→ GIVEN INSTRUCTION:
Could you write out every line of the material below as a numbered list, leaving out any blank lines?

→ AVAILABLE DATA:
****************************************
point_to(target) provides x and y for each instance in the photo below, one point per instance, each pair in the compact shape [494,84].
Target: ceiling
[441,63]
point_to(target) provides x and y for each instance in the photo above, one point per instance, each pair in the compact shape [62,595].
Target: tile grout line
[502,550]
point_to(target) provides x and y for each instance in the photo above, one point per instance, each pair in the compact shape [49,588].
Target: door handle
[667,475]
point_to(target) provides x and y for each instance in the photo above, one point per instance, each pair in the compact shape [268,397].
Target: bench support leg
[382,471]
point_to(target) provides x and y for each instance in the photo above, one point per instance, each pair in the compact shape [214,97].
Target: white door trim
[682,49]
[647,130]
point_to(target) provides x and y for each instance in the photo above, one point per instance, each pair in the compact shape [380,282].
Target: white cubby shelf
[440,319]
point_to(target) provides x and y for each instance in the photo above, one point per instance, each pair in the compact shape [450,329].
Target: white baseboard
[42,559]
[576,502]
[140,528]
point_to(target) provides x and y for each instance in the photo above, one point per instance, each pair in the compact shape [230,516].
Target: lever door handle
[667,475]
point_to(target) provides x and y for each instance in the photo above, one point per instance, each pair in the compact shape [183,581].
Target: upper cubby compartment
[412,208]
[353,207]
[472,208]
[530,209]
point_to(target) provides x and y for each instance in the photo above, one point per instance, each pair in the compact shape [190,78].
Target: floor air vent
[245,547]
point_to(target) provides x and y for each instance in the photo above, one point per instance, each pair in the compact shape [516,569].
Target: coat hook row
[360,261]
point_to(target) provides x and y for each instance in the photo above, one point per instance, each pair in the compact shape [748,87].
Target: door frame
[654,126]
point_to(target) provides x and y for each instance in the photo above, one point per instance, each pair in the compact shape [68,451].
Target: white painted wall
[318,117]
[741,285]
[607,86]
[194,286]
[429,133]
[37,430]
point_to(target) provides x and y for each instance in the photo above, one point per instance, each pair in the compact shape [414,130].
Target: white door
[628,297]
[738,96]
****************************************
→ CORRECT RESULT:
1. point_to(target) provides x and y for each instance in the photo below, one point per instance, each pair in the compact shape [494,84].
2. Target: ceiling
3. [441,63]
4. point_to(target) provides x and y for each instance in the photo above, one point per instance, each pair in the compact shape [62,595].
5. Target: tile grout line
6. [502,550]
7. point_to(target) provides x and y for each instance in the photo above, one point per instance, each pair in the compact shape [49,588].
8. Target: door handle
9. [667,475]
10. point_to(target) provides x and y for each instance in the photo above, one point per instance, each pair in the compact shape [268,397].
11. Target: bench support leg
12. [382,471]
13. point_to(target) provides x and y for each instance in the photo above, one point per instance, each pair in the compact shape [214,97].
14. Target: white door trim
15. [682,49]
16. [647,130]
17. point_to(target) provides x and y for each instance in the photo above, one point per instance, each pair in the compact shape [380,282].
18. Target: white cubby shelf
19. [440,319]
20. point_to(target) provides x and y for each instance in the photo above, one point per instance, each pair in the compact shape [450,329].
21. Target: white baseboard
22. [42,559]
23. [576,502]
24. [140,528]
25. point_to(target) provides x and y for each instance in the photo above, one point per instance, each pair in the compact shape [230,516].
26. Target: lever door handle
27. [667,475]
28. point_to(target) provides x and y for each instance in the photo above, one point per instance, each pair in the compact shape [183,581].
29. Target: upper cubby compartment
30. [412,208]
31. [353,207]
32. [472,208]
33. [530,209]
34. point_to(target) provides x and y for each instance in the photo above, one point per instance, each pair in the compact shape [190,78].
35. Target: floor air vent
36. [245,547]
37. point_to(target) provides x and y for each instance in the photo above, one point per instance, each pair in the compact shape [516,569].
38. Target: coat hook row
39. [360,261]
40. point_to(target) provides x and y for each instance in the photo above, one point per instance, each pair in the compact shape [748,87].
41. Target: door frame
42. [654,126]
43. point_to(target) provides x and y for each instance in the photo above, one point per instance, each pair in the compact shape [68,451].
44. Target: white painted wall
45. [318,117]
46. [741,285]
47. [607,86]
48. [194,286]
49. [429,133]
50. [37,430]
51. point_to(target) provides x and y for each instance in the photo above, one point per instance, each pair in the compact shape [414,130].
52. Target: white door
53. [628,297]
54. [738,96]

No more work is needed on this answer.